Objective:
Rewrite all of the entries below, swapping "determine the location of" for "find the position of" wherever it occurs and leaving everything else unchanged.

Record set:
------------------------------------------------------------

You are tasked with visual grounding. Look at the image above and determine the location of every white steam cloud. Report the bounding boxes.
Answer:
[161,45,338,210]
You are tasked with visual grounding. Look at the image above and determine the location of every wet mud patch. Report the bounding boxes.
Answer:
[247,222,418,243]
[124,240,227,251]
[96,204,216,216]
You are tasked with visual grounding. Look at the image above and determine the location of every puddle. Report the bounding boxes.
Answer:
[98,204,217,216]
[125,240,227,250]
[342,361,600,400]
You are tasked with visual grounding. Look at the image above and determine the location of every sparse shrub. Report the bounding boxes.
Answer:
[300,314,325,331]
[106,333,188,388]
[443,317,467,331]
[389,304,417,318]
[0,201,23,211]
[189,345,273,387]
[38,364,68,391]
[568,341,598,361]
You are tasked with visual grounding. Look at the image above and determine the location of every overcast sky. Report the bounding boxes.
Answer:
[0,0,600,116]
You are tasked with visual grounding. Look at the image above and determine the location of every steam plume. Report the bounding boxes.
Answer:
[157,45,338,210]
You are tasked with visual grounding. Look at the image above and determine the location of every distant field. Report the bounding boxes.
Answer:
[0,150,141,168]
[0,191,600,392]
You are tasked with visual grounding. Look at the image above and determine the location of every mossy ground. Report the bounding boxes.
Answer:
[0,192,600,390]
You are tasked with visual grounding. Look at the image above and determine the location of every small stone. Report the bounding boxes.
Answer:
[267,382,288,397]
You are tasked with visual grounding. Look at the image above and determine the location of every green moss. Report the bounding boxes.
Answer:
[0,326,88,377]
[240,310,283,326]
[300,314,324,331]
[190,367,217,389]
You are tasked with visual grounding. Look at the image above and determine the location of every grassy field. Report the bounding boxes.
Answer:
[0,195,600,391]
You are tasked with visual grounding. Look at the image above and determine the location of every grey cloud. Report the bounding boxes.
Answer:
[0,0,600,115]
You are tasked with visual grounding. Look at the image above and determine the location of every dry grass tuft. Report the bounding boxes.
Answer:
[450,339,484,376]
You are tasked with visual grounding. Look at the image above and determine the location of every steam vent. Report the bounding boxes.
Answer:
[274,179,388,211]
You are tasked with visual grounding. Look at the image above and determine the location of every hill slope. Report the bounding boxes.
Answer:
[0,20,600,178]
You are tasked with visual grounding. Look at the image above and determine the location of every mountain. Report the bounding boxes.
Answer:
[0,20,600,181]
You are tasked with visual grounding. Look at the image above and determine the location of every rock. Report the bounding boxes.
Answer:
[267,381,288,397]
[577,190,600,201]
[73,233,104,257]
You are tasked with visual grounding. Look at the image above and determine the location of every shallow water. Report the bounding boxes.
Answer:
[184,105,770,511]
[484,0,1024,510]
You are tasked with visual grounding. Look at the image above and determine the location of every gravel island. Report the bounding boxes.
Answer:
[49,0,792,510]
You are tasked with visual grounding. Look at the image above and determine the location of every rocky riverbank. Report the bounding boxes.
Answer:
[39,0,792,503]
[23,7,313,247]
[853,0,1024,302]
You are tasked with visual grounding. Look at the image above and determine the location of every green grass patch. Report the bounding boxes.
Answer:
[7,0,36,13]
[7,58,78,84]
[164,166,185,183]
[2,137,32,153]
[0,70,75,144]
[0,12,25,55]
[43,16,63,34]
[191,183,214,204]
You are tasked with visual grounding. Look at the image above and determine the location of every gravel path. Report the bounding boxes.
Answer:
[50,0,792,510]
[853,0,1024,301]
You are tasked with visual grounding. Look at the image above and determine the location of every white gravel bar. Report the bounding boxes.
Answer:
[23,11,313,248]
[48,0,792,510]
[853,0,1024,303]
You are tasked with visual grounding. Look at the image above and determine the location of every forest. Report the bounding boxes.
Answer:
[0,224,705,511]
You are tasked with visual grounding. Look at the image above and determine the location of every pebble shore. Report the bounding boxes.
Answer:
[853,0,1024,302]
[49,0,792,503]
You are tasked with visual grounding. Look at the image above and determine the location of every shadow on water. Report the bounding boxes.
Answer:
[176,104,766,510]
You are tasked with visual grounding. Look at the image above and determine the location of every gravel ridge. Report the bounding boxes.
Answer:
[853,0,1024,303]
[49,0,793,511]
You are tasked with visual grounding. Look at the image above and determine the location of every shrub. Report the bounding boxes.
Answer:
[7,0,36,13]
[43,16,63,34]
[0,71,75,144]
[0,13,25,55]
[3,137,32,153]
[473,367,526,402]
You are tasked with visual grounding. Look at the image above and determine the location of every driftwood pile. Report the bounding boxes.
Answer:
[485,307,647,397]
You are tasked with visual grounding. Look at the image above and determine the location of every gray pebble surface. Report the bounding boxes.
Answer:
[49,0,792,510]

------------------------------------------------------------

The result:
You are tasked with visual grounding. Look at the image above and find the position of every white steam cloud. Report the bounding boxes.
Answer:
[161,45,338,210]
You are tasked with visual grounding. Look at the image above and find the position of every wet mud patch. Report the bounding boxes.
Answer:
[247,222,418,243]
[124,240,227,251]
[96,204,216,216]
You are tasked with visual grounding. Look at the image above and find the position of every puddle. Report the bounding boxes.
Answer:
[98,204,217,216]
[125,240,227,250]
[342,361,600,400]
You are tasked with visual grounding. Look at the image above and find the position of every sparse shrub. Report the bounding boxes.
Answer:
[300,314,325,331]
[106,333,188,388]
[443,317,467,331]
[389,304,417,318]
[0,201,23,211]
[189,345,273,387]
[38,364,68,391]
[568,341,598,361]
You are tasked with visual grounding. Look at the image above and find the position of every overcast sky. Report the bounding boxes.
Answer:
[0,0,600,116]
You are tasked with visual grounding. Look at the image above and find the position of every steam plume. Report the bounding boxes.
Answer:
[157,45,338,210]
You are tasked with visual grounding. Look at the image above and find the position of every distant field. Report the bounding boxes.
Answer:
[0,150,141,168]
[0,191,600,392]
You are tasked with visual grounding. Look at the image above and find the position of every mossy ground. Report the bounding boxes.
Answer:
[0,192,600,390]
You are tasked with visual grounding. Look at the image above and find the position of every small stone. Report the bounding boxes.
Answer:
[267,382,288,397]
You are tasked with visual grounding. Look at the image above and find the position of every green moss. Report the bounding boxes.
Answer:
[0,326,88,377]
[240,310,283,326]
[300,314,324,331]
[190,367,217,389]
You are tasked with visual grounding. Look at the image above and find the position of every grassy field. Report the bounding boxes.
Answer:
[0,195,600,391]
You are tasked with visual grounding. Look at the image above and find the position of every grey cloud. Report the bounding boxes.
Answer:
[0,0,600,115]
You are tasked with visual grounding. Look at the image above and find the position of every dry grass tuft. Report the bounding boxes.
Answer:
[450,339,484,376]
You are tasked with visual grounding. Look at the image above and find the position of every steam vent. Report the bounding boxes.
Answer:
[274,179,388,211]
You are tasked with visual grounding. Look at the image above and find the position of every hill slope. Report the bounding boxes.
Answer:
[0,20,600,178]
You are tasked with visual grounding. Look at the image above and find the position of every mountain. Report the bounding boxes.
Answer:
[0,20,600,181]
You are tasked with visual grounding. Look at the image above and find the position of every rock. Report the bounding boxes.
Answer:
[267,381,288,397]
[577,190,600,201]
[73,233,104,257]
You are tasked with visual grounding. Look at the image above and find the position of every shallow water. Report the bounding boxes.
Answer:
[184,105,770,511]
[484,0,1024,510]
You are tasked with visual grounding. Look at the image above and find the position of every gravel island. Report the bounding boxes.
Answer:
[49,0,792,510]
You are tasked with visual grounding. Look at the image above and find the position of every rocky riverbank. Report the bounding boxes.
Answer:
[39,0,792,503]
[23,7,313,247]
[853,0,1024,302]
You are tasked with visual grounding. Look at the image above and find the position of every green grass patch. Report the bounding boxes.
Answer:
[7,0,36,13]
[7,58,78,84]
[164,166,185,183]
[2,137,32,153]
[0,70,75,144]
[0,12,25,55]
[43,16,63,34]
[191,183,214,204]
You are tasked with visual grounding. Look at the image above and find the position of every gravel path. Report the bounding boxes.
Answer:
[50,0,792,510]
[853,0,1024,301]
You are tasked with visual grounding. Look at the image above and find the position of every white gravel bar. Report the bounding boxes.
Answer:
[23,11,313,248]
[48,0,792,510]
[853,0,1024,303]
You are tasked with visual grounding. Look at the image above and find the position of every forest. Report the bounding boxes.
Answer:
[0,224,705,511]
You are tasked with visual grounding. Look at the image above and find the position of every pebble shore. Report the bounding boxes.
Answer:
[853,0,1024,302]
[49,0,792,503]
You are tasked with visual grounding. Look at the image above and find the position of every shadow on water. Report the bounding boxes.
Answer:
[176,104,766,510]
You are tasked with visual grounding. Look at the image above and find the position of every gravel ridge. Report the bounding boxes.
Answer:
[853,0,1024,303]
[49,0,793,511]
You are tasked with visual grounding. Look at the image above and find the position of every shrub. Report the bounding boxes.
Answer:
[7,0,36,13]
[43,16,63,34]
[0,71,75,144]
[0,13,25,55]
[3,137,32,153]
[473,367,526,402]
You are tasked with visual grounding. Look at the image above and find the position of every driftwood pile. Report the bounding boxes.
Answer:
[485,307,647,397]
You are tasked with visual grounding. Look at the image above and find the position of every gray pebble surface. Report the bounding boxes.
Answer:
[49,0,792,510]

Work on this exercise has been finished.